BEGIN PASSAGE PROVIDED
Canary Wharf in London is a privately owned public space.

So far I have been found guilty of walking on a grass and jumping on a stone wall (part of a workout routine).

I'm concerned that sooner or later my attitude don't give a f•••ism will get me banned from the area. I don't the current abilities of the mass surveillance but I could potentially circumvent that with baseball cap and pollution mask.

Jokes aside:

  • do they - http://group.canarywharf.com/about-us/ - have authority over a sovereign man?
  • what if it is their private land?
  • what if it is a public space on their private land?
  • what exactly their private security is entitled to do?

Below attaching screenshot from Google search - some people get frustrated. Before I cross the line I would like to know exactly what my options are.
END PASSAGE PROVIDED
BEGIN PROVIDED RECORDS
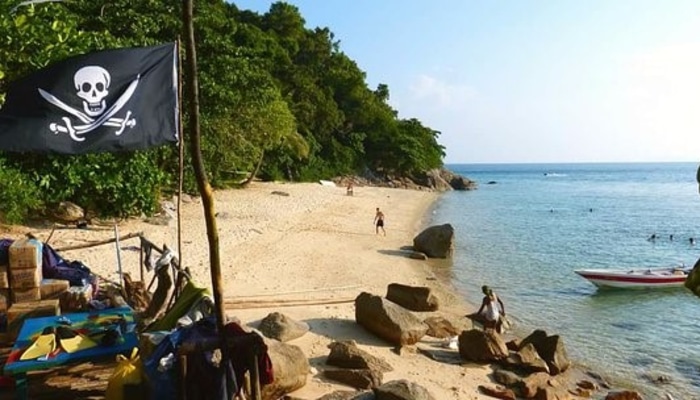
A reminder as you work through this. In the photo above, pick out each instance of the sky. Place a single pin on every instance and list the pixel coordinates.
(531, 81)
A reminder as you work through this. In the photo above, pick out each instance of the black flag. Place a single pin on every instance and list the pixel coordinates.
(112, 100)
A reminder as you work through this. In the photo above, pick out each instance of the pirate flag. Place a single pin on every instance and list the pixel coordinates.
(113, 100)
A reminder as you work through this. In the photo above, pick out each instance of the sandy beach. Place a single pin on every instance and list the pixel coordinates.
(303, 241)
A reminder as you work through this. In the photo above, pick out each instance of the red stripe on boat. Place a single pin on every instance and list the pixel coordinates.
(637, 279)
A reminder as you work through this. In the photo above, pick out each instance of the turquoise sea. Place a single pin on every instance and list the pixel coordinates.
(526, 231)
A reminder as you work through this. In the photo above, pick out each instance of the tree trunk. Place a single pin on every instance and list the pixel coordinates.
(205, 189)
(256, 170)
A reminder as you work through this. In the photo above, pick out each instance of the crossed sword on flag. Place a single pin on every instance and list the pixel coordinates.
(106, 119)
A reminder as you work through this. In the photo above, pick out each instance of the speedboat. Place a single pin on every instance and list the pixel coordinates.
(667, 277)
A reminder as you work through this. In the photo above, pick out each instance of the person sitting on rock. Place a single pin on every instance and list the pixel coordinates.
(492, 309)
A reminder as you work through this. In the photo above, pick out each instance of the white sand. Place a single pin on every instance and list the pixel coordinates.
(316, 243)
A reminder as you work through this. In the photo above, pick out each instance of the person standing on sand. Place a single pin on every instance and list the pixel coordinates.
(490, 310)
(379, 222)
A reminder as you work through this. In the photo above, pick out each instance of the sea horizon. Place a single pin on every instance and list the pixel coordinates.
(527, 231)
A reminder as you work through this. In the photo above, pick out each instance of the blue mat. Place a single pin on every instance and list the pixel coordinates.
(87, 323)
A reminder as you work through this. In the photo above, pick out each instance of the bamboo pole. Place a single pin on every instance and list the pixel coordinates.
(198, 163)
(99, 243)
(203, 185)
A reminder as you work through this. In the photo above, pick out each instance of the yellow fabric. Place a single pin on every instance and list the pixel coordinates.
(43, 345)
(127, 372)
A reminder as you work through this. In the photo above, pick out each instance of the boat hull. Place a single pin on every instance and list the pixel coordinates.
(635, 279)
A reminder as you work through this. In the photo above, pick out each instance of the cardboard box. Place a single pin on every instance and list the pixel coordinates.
END PROVIDED RECORDS
BEGIN PROVIDED RECORDS
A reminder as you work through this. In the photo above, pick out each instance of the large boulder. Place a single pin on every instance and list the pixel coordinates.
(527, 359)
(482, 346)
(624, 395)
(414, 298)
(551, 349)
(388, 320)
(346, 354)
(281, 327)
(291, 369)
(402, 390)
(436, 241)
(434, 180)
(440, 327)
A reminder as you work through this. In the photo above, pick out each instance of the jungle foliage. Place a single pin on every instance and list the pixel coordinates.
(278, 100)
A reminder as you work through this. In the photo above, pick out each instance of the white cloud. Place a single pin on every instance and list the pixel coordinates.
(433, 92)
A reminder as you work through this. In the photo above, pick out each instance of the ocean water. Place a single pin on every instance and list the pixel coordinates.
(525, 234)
END PROVIDED RECORDS
● **WRITTEN REQUEST 1**
Decide whether each statement below agrees with the post about Canary Wharf. Answer yes or no for each, and quote the words of the post that decide it. (a) The writer has been found guilty of walking on grass. (b) The post describes Canary Wharf as a publicly owned space. (c) Jumping on a stone wall was part of the writer's workout routine.
● **WRITTEN REQUEST 2**
Reproduce the post about Canary Wharf from "Canary Wharf in" up to and including "is their private land?".

● **ANSWER 1**
(a) Yes: "So far I have been found guilty of walking on a grass"
(b) No: "Canary Wharf in London is a privately owned public space."
(c) Yes: "jumping on a stone wall (part of a workout routine)"

● **ANSWER 2**
Canary Wharf in London is a privately owned public space.

So far I have been found guilty of walking on a grass and jumping on a stone wall (part of a workout routine).

I'm concerned that sooner or later my attitude don't give a f•••ism will get me banned from the area. I don't the current abilities of the mass surveillance but I could potentially circumvent that with baseball cap and pollution mask.

Jokes aside:

  • do they - http://group.canarywharf.com/about-us/ - have authority over a sovereign man?
  • what if it is their private land?